OBJECTIVE 1 →
Please reproduce the segmentation labeling records verbatim, every line of each one.

PROVIDED TEXT →
[START]
Re: memleak around kobject_init_and_add()

From: Tobin C. Harding
Date: Sat Apr 27 2019 - 19:34:26 EST


On Sat, Apr 27, 2019 at 09:28:09PM +0200, Greg Kroah-Hartman wrote:
> On Sat, Apr 27, 2019 at 06:13:30PM +1000, Tobin C. Harding wrote:
> > (Note at bottom on reasons for 'To' list 'Cc' list)
> >
> > Hi,
> >
> > kobject_init_and_add() seems to be routinely misused. A failed call to this
> > function requires a call to kobject_put() otherwise we leak memory.
> >
> > Examples memleaks can be seen in:
> >
> > mm/slub.c
> > fs/btrfs/sysfs.c
> > fs/xfs/xfs_sysfs.h: xfs_sysfs_init()
> >
> > Question: Do we fix the misuse or fix the API?
>
> Fix the misuse.

Cool, I got it!

> > $ git grep kobject_init_and_add | wc -l
> > 117
> >
> > Either way, we will have to go through all 117 call sites and check them.
>
> Yes. Same for other functions like device_add(), that is the "pattern"
> those users must follow.
>
> > I
> > don't mind fixing them all but I don't want to do it twice because I chose the
> > wrong option. Reaching out to those more experienced for a suggestion please.
> >
> > Fix the API
> > -----------
> >
> > Typically init functions do not require cleanup if they fail, this argument
> > leads to this patch
> >
> > diff --git a/lib/kobject.c b/lib/kobject.c
> > index aa89edcd2b63..62328054bbd0 100644
> > --- a/lib/kobject.c
> > +++ b/lib/kobject.c
> > @@ -453,6 +453,9 @@ int kobject_init_and_add(struct kobject *kobj, struct kobj_type *ktype,
> > retval = kobject_add_varg(kobj, parent, fmt, args);
> > va_end(args);
> >
> > + if (retval)
> > + kobject_put(kobj);
> > +
> > return retval;
> > }
> > EXPORT_SYMBOL_GPL(kobject_init_and_add);
>
> I would _love_ to do this, but realize what a kobject really is.
>
> It's just a "base object" that is embedded inside of some other object.
> The kobject core has no idea what is going on outside of itself. If the
> kobject_init_and_add() function fails, it can NOT drop the last
> reference on itself, as that would cause the memory owned by the _WHOLE_
> structure the kobject is embedded in, to be freed.
>
> And the kobject core can not "know" that something else needed to be
> done _before_ that memory could be freed. What if the larger structure
> needs to have some other destructor called on it first? What if
> some other api initialization needs to be torn down.
>
> As an example, consider this code:
>
> struct foo {
> struct kobject kobj;
> struct baz *baz;
> };
>
> void foo_release(struct kobject *kobj)
[END]
OBJECTIVE 2 →
According to the memory leak thread, what call must follow a failed kobject_init_and_add() to avoid leaking memory?

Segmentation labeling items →
[START]
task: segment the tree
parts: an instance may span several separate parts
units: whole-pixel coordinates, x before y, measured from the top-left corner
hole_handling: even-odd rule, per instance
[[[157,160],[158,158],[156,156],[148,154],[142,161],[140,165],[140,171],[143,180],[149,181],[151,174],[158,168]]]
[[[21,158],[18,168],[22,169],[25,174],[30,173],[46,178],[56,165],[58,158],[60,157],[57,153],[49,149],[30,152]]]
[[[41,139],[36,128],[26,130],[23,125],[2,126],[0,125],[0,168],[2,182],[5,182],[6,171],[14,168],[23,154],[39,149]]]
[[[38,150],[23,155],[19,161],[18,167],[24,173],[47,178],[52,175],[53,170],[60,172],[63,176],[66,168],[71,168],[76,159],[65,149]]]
[END]
ANSWER 1 →
task: segment the tree
parts: an instance may span several separate parts
units: whole-pixel coordinates, x before y, measured from the top-left corner
hole_handling: even-odd rule, per instance
[[[157,160],[158,158],[156,156],[148,154],[142,161],[140,165],[140,171],[143,180],[149,181],[151,174],[158,168]]]
[[[21,158],[18,168],[22,169],[25,174],[30,173],[46,178],[56,165],[58,158],[60,157],[57,153],[49,149],[30,152]]]
[[[41,139],[36,128],[26,130],[23,125],[2,126],[0,125],[0,168],[2,182],[5,182],[6,171],[14,168],[23,154],[39,149]]]
[[[38,150],[23,155],[19,161],[18,167],[24,173],[47,178],[52,175],[53,170],[60,172],[63,176],[66,168],[71,168],[76,159],[65,149]]]

ANSWER 2 →
A call to kobject_put().